(WHAT IS BEING ASKED): Among the entries below, find the lines holding "dark" and copy them.

(EXTRACTED DATA):
:::::
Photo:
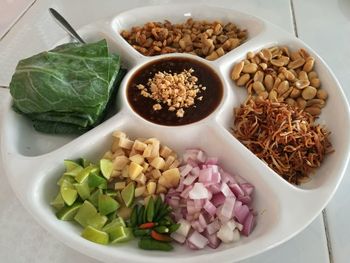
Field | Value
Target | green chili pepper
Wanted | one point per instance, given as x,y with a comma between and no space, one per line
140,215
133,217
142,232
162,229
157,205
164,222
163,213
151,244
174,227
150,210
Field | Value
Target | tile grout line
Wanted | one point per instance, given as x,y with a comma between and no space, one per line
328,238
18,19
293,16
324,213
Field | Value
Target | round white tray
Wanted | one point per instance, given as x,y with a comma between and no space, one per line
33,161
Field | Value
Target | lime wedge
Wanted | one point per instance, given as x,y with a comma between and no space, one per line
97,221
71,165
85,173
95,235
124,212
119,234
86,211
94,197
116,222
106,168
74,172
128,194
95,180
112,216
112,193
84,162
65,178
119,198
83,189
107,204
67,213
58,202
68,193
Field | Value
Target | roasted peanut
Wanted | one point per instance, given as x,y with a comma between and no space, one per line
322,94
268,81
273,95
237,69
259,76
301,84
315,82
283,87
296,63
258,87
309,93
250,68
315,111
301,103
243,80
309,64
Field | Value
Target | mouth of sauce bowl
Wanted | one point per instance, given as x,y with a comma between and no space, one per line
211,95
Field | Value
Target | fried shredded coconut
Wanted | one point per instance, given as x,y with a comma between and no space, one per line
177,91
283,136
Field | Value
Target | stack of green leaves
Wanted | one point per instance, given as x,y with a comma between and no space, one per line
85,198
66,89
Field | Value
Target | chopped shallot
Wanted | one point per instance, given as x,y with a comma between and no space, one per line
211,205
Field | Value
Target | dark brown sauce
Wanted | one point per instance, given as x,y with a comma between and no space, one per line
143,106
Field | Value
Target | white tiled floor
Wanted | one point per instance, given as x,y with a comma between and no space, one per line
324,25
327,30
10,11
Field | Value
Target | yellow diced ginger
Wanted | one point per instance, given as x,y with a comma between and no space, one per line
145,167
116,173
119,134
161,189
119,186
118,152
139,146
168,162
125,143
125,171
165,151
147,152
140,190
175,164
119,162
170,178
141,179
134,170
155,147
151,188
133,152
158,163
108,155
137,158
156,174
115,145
:::::
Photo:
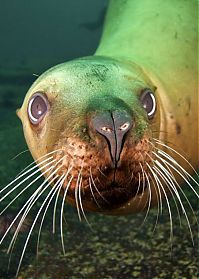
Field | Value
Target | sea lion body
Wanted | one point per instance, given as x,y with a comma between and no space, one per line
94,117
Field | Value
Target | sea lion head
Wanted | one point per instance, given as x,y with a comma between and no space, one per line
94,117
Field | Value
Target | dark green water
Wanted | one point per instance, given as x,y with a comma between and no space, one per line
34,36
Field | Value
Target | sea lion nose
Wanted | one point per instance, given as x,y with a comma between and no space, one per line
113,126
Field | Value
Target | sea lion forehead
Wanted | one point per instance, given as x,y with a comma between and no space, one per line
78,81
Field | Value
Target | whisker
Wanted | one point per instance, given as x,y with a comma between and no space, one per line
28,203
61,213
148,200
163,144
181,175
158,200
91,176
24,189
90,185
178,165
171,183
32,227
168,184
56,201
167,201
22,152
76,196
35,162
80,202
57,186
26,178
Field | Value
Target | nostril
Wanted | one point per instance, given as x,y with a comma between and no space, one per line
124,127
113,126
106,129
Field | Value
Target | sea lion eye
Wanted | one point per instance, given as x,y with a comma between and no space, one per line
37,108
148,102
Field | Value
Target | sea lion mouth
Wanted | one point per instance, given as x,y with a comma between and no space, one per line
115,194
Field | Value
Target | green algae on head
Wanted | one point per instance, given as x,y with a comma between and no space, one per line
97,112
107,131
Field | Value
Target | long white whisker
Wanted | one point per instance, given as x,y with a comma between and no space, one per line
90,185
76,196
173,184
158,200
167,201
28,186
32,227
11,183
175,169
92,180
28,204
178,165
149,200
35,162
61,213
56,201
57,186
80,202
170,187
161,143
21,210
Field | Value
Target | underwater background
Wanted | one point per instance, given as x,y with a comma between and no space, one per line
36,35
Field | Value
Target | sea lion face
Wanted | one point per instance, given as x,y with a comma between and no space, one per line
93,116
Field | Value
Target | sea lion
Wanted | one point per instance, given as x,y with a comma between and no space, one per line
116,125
:::::
(EXPECTED OUTPUT):
Target | dark brown sauce
Target | dark green water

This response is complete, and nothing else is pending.